Exercise brief -
Copy the records below word for word, line by line.
>> Begin Provided entries
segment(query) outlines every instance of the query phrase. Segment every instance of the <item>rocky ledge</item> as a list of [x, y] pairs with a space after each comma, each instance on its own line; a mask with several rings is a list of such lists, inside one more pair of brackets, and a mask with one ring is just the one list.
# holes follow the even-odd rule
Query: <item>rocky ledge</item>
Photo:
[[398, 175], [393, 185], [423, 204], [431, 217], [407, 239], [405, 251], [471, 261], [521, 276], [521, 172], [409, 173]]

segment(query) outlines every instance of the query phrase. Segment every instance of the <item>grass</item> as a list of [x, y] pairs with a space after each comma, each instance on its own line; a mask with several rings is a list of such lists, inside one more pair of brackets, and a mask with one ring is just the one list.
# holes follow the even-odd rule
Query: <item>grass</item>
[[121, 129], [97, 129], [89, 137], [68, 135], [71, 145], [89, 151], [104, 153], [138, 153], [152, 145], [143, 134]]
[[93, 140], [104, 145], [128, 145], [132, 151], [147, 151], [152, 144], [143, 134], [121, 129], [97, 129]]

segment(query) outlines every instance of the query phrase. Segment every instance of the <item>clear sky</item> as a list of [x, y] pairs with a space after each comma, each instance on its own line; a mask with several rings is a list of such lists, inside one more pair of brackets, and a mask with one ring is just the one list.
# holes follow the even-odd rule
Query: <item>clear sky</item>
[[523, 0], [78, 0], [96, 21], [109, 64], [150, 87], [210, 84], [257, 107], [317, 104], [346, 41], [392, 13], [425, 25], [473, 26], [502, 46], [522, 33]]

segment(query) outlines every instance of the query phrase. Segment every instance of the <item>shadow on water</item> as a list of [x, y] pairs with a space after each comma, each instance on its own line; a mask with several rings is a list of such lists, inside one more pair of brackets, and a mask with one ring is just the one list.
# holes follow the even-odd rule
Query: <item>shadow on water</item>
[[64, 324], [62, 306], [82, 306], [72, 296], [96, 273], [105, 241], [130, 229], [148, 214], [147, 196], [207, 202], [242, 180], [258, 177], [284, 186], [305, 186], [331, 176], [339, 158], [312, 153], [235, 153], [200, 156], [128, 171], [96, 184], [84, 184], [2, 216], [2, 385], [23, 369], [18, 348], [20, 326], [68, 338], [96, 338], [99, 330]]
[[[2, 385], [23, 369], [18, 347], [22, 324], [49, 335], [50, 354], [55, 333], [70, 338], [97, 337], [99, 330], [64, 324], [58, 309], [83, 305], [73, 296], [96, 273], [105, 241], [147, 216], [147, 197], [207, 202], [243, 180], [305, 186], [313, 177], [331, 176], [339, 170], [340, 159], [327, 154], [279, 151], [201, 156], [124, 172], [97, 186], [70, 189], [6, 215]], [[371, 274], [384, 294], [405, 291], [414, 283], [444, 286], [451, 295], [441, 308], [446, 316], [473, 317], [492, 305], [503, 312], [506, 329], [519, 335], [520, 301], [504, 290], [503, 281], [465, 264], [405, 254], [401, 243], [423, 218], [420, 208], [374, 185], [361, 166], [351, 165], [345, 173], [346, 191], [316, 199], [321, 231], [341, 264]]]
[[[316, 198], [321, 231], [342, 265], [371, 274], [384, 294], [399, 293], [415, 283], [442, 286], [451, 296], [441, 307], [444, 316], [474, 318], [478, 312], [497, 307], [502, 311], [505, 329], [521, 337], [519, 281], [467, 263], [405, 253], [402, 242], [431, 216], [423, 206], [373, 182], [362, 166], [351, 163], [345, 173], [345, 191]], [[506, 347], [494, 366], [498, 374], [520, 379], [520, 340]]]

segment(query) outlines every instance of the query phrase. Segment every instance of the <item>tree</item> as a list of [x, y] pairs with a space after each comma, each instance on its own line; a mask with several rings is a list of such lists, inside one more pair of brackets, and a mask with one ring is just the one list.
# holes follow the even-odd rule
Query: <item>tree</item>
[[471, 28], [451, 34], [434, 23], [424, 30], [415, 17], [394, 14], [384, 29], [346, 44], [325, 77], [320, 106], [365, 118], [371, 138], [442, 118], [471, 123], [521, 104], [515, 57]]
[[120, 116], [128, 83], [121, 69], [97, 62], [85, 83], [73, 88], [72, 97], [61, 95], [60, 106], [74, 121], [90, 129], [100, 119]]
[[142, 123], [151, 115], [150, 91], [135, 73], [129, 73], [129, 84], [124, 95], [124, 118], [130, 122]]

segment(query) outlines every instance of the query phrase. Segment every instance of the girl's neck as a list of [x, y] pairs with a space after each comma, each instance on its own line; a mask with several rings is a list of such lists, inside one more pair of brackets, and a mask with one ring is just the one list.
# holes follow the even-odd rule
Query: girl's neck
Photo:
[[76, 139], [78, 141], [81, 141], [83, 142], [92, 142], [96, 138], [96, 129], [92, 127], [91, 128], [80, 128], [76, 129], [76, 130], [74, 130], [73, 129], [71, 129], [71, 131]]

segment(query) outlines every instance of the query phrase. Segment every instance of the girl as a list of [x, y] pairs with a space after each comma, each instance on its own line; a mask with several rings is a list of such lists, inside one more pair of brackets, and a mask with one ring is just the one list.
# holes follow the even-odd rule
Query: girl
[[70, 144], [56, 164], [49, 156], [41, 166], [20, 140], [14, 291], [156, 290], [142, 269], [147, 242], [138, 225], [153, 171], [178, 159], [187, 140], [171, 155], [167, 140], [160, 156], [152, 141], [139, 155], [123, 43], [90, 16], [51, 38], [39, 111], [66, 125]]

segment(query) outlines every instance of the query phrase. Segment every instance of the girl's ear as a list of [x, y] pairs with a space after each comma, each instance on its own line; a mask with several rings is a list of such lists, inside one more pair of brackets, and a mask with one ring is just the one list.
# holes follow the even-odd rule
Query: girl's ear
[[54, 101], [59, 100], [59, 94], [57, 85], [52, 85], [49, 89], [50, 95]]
>> End Provided entries
Result of the exercise -
segment(query) outlines every instance of the query phrase. Segment every instance of the <item>rocky ledge</item> as a list of [x, y] pairs with a space after each comma, each instance on its own line; a mask with several rings is a list of such lists, inside one more pair of brackets, and a mask with one ring is just the one list.
# holes follow the even-odd rule
Query: <item>rocky ledge</item>
Photo:
[[398, 175], [393, 185], [423, 204], [431, 217], [407, 239], [405, 251], [471, 261], [521, 276], [521, 172], [409, 173]]

segment(query) outlines every instance of the query phrase. Segment every instance of the <item>grass</item> as a list of [x, y] pairs with a space after each comma, each instance on its own line; a mask with several rings is a list of such lists, inside one more pair of brackets, and a mask with one ring is just the one list.
# holes follow the even-odd rule
Query: <item>grass</item>
[[121, 129], [97, 129], [89, 137], [68, 135], [71, 145], [89, 151], [104, 153], [138, 153], [152, 145], [143, 134]]
[[93, 140], [104, 145], [128, 145], [132, 151], [147, 151], [152, 144], [143, 134], [121, 129], [97, 129]]

segment(query) outlines every instance of the query phrase. Segment every instance of the <item>clear sky</item> as a list of [x, y] pairs with a space after each comma, each instance on its own line; a mask with several rings is a list of such lists, inside one more pair of brackets, and a mask with one ring is just the one list.
# holes follow the even-odd rule
Query: <item>clear sky</item>
[[523, 0], [78, 0], [96, 21], [109, 64], [150, 87], [210, 84], [257, 107], [317, 104], [346, 41], [392, 13], [425, 25], [473, 26], [502, 46], [522, 33]]

segment(query) outlines every instance of the query phrase. Segment every instance of the <item>shadow on water</item> as a list of [x, y] pairs with a space after each comma, each instance on its own line; a mask with several rings is a list of such lists, inside one more pair of brackets, and a mask with one ring is just the one list.
# holes follow the even-odd rule
Query: <item>shadow on water</item>
[[64, 324], [62, 306], [82, 306], [72, 296], [96, 273], [105, 241], [130, 229], [148, 214], [147, 196], [207, 202], [242, 180], [258, 177], [284, 186], [305, 186], [331, 176], [339, 158], [312, 153], [235, 153], [200, 156], [128, 171], [96, 184], [84, 184], [2, 216], [2, 385], [23, 369], [18, 348], [20, 326], [68, 338], [96, 338], [99, 330]]
[[[2, 385], [23, 369], [18, 347], [22, 324], [49, 335], [50, 354], [55, 333], [70, 338], [97, 337], [99, 330], [64, 324], [58, 309], [83, 305], [73, 296], [96, 273], [105, 241], [147, 216], [147, 197], [207, 202], [243, 180], [305, 186], [313, 177], [331, 176], [339, 170], [340, 159], [327, 154], [279, 151], [201, 156], [124, 172], [97, 186], [70, 189], [6, 215]], [[371, 274], [384, 294], [405, 291], [414, 283], [444, 286], [451, 295], [441, 308], [446, 316], [473, 317], [492, 305], [503, 312], [506, 329], [519, 335], [520, 301], [504, 290], [503, 281], [465, 264], [405, 254], [401, 243], [423, 218], [420, 208], [374, 185], [361, 166], [351, 165], [345, 173], [346, 191], [316, 199], [321, 231], [341, 264]]]
[[[316, 198], [321, 231], [342, 265], [371, 274], [384, 294], [399, 293], [415, 283], [442, 286], [451, 296], [441, 307], [444, 316], [474, 318], [478, 312], [497, 307], [502, 311], [505, 329], [521, 337], [519, 281], [467, 263], [405, 253], [402, 242], [431, 216], [423, 206], [373, 182], [362, 166], [351, 163], [345, 173], [345, 191]], [[506, 347], [494, 366], [498, 374], [520, 379], [520, 340]]]

segment(query) outlines every instance of the query phrase. Segment every instance of the <item>tree</item> as a list of [x, y] pairs with a space after each comma, each instance on its own line; a mask with several rings is a list of such lists, inside one more pair of brackets, and a mask with one ring is just the one list.
# holes follow the even-odd rule
Query: <item>tree</item>
[[471, 28], [451, 34], [434, 23], [424, 30], [415, 17], [394, 14], [384, 29], [346, 44], [325, 77], [320, 106], [365, 118], [371, 138], [442, 118], [471, 123], [521, 104], [515, 57]]
[[120, 116], [128, 83], [121, 69], [97, 62], [85, 83], [73, 88], [72, 97], [61, 95], [60, 106], [74, 121], [90, 129], [100, 119]]
[[142, 123], [151, 115], [150, 91], [135, 73], [129, 73], [129, 84], [124, 95], [124, 118], [130, 122]]

segment(query) outlines every instance of the query phrase. Segment every instance of the girl's neck as a list of [x, y] pairs with a space after each comma, each instance on its own line; a mask with several rings is a list of such lists, inside one more pair of brackets, and a mask with one ring is just the one list.
# holes follow the even-odd rule
Query: girl's neck
Photo:
[[76, 139], [78, 141], [81, 141], [83, 142], [92, 142], [96, 138], [96, 129], [92, 127], [91, 128], [80, 128], [76, 129], [76, 130], [74, 130], [73, 129], [71, 129], [71, 131]]

segment(query) outlines every instance of the query phrase. Segment every instance of the girl as a list of [x, y] pairs with a space after each comma, each instance on its own line; a mask with several rings is a list of such lists, inside one more pair of brackets, and a mask with one ring is just the one list.
# holes follow the even-odd rule
Query: girl
[[70, 144], [56, 164], [49, 156], [41, 166], [20, 140], [14, 291], [156, 290], [142, 269], [147, 242], [138, 225], [153, 171], [178, 159], [187, 140], [171, 155], [167, 140], [160, 156], [152, 141], [139, 155], [123, 43], [90, 16], [51, 38], [39, 111], [66, 125]]

segment(query) outlines every instance of the query phrase. Segment every instance of the girl's ear as a list of [x, y] pairs with a space after each comma, each instance on its own line; a mask with several rings is a list of such lists, inside one more pair of brackets, and a mask with one ring is just the one list.
# holes follow the even-odd rule
Query: girl's ear
[[54, 101], [59, 100], [59, 94], [57, 85], [52, 85], [49, 89], [50, 95]]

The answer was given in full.